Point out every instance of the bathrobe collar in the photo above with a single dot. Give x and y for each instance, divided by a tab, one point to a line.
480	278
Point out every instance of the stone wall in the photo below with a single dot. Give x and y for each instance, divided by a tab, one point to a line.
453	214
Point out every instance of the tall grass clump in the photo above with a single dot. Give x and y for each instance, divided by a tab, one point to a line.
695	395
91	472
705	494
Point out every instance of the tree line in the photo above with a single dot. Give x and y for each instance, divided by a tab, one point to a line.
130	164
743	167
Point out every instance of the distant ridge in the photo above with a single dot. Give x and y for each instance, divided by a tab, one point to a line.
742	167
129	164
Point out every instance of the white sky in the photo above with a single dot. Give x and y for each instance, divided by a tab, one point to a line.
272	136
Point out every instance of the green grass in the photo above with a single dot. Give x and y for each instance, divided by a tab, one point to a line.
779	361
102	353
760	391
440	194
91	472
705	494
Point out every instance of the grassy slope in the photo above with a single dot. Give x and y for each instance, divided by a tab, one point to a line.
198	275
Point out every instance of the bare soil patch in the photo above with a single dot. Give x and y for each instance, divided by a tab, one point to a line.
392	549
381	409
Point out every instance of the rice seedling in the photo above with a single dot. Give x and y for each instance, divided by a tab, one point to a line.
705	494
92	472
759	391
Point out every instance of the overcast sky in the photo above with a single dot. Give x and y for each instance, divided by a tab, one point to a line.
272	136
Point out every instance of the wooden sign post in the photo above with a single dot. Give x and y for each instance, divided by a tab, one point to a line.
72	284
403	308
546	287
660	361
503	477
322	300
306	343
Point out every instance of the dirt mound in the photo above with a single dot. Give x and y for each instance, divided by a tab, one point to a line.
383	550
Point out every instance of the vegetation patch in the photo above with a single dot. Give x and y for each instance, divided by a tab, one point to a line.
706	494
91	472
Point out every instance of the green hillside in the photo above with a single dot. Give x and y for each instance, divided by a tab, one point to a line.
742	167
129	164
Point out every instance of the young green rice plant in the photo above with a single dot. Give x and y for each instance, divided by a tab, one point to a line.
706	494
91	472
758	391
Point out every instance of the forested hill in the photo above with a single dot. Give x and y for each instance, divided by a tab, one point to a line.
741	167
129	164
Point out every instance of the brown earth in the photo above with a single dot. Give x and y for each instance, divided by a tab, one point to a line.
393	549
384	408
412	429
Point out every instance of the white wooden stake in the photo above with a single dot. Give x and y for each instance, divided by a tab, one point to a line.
• • • • • • •
Can you arrange every one of the items above as a numbered list, leaving out any blank lines?

**Problem solution**
1. Point out every instance of the bathrobe collar in the photo above with a single dot. Give x and y for each instance, divided by a tab, one point to a line.
2. 480	278
3. Point out every instance of the stone wall in the photo below with a single dot. Give x and y for each instance, divided by a tab, one point to a line.
4. 453	214
5. Point out every instance of the tall grass clump in the photo above with a single dot. Give x and y for each instance, divided by a tab, one point to a line.
6. 695	395
7. 91	472
8. 705	494
9. Point out every instance of the tree line in the photo above with a single dot. Give x and y for each instance, divided by a tab, one point to a line.
10. 130	164
11. 743	167
12. Point out every instance of the distant ridge in the photo above with a single dot. Give x and y for each instance, divided by a tab, one point to a line.
13. 742	167
14. 129	164
15. Point out every instance of the white sky in the photo above with a single dot. Give x and y for each instance, divided by a tab, one point to a line.
16. 272	136
17. Point out every instance of the green grass in the photo above with a single dot. Give x and y for each instance, divided by a tab, one point to a line.
18. 779	361
19. 102	353
20. 760	391
21. 440	194
22. 91	472
23. 705	494
24. Point out every instance of the grassy slope in the photo above with a single dot. Give x and y for each instance, divided by a tab, one point to a line.
25. 198	275
26. Point out every instance of the bare soil patch in the photo above with a single dot. Give x and y for each instance, divided by a tab, one point to a line.
27. 392	549
28. 381	409
29. Point out every instance of the rice seedling in the photo above with a single dot. Give x and y for each instance, divided by a tab, one point to a line.
30. 705	494
31. 92	472
32. 759	391
33. Point out every instance of the overcast sky in the photo above with a single dot. Give x and y for each instance, divided by a tab, one point to a line.
34. 272	136
35. Point out every instance of the wooden sign post in the photo above with a single dot. Give x and y for each instance, divided by a tab, one point to a line.
36. 72	284
37. 403	308
38. 546	287
39. 660	361
40. 503	477
41. 322	300
42. 306	343
43. Point out every instance of the dirt mound in the photo above with a single dot. Give x and y for each instance, divided by a tab, one point to a line.
44. 383	550
45. Point out every instance of the vegetation patch in the photo above with a single dot. Give x and y for each instance, divided by a tab, one point to a line.
46. 706	494
47. 91	472
48. Point out every instance of the green hillside in the photo above with a single dot. Give x and y for each instance, divided by a tab, one point to a line.
49. 742	167
50. 129	164
51. Point out every instance of the young green rice plant in the photo above with a single dot. Give x and y for each instance, divided by a tab, one point to a line.
52. 706	494
53. 91	472
54. 758	391
55. Point out every instance of the forested hill in the photo above with a single dot. Give x and y for each instance, divided by a tab, one point to a line.
56. 741	167
57. 129	164
58. Point out every instance of the brown earth in the photo above with a single dot. Give x and y for each instance, divided by a tab, one point to a line.
59. 393	549
60. 384	408
61. 412	429
62. Point out every instance of the white wooden stake in the photo above with a single dot. Give x and y for each instance, divided by a tab, one point to a line.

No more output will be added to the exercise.